• **Okuma Parçası**:
_ _ _ _

29 Şubat ‘Eşit Bakım Emeği Günü’nün ardından

NİYE 29 ŞUBAT ?

Bilinir ki 29 Şubat, her 4 yılda bir “artık gün” olup aradaki yıllarda atlanır. Bugünün seçilmesinin anlamı, bakım çalışmalarının genellikle ayırdına varılmayan, bu yüzden (ya da ayırdına varılsa bile) karşılığında bir bedel ödenmeyen, büyük ölçüde ‘görünmeyen iş ve görünmeyen emek’ olmasına bir çağrışım yapmasıdır. Bir de bakım çalışmalarının kadın-erkek ayrımının dağılımındaki 4:1 oranına çağrışım yapmaktadır. 29 Şubat günü etkinlikleriyle bakım emeği ve bakım görevlerini iki cinsiyet arasında daha eşit bir şekilde dağılması, değerlendirilmesini hem sosyo-kültürel bazda hem de hukuk (başta İş Hukuku olmak üzere) düzleminde geliştirmek amaçlanmaktadır.

_ _ _ _

• **Satırlar**:

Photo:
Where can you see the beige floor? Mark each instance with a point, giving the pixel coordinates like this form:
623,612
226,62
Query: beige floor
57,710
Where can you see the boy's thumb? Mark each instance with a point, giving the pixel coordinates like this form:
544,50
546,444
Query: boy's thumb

_ _ _ _

• **Çözülecek Sorular**:
1. Eşit Bakım Emeği Günü metnine göre 29 Şubat, bakım çalışmalarının kadınlar ile erkekler arasındaki dağılımında hangi orana çağrışım yapıyor?
2. Eşit Bakım Emeği Günü metnini kaldığı yerden devam ettirin.

• **Alıştırma Cevapları**:
1. 4:1 oranına.

2.
KISA TARİHÇE

2016 yılında Almut Schnerring ve Sascha Verlan tarafından ortaya atılan ‘Eşit Bakım Emeği Günü’nün (EBEG) temeli kadınların, erkeklere göre ortalama olarak önemli ölçüde daha az ücret alması konusuna ilişkin ortaya atılan ‘Eşit Ücret Günü’ne dayanır. İlk kez 2018'de düzenlenen EBEG, 2020’de Almanya’da birçok kente yaygın düzenlendi. Daha sonra 2023’de düzenlemelere Avusturya ve İtalya’da katıldı. Düzenlenen etkinliklerde ele alınan konuları şöyle sıralayabiliriz: 1. Doğum ve obstetrik, 2. Aile işi ve çocuk büyütme, 3. Zihinsel yük ve öz bakım, 4. Bakım ve bakıcılık, 5. Temel gelir ve bakım hesapları, 6. Bakım şirketleri, 7. Bakım ve çevre, 8. Yaşlı bakımı ve yaşam sonu bakımı.

2020 MANİFESTOSU

20 Mayıs 2020'de bir EBEG Manifestosu (Equal Care Manifest) yayınlanarak bakım çalışmalarının toplumsal bir temelde tanınması çağrısında bulunulmuştur. Bu kapsamda 18 talep gündeme getirilmiştir. Bu talepler, bakım mesleklerinde daha iyi ücret ödenmesi, bakım emeği çalışmalarının cinsiyetler arasında adil dağılımı, karşılıksız bakım emeğine ait değerin ulusal seviyedeki millî gelir hesaplarına eklenmesi, bakım emeği sorumluluğunun özel sektör tarafından da üstlenilmesi gibi konuları da içermektedir.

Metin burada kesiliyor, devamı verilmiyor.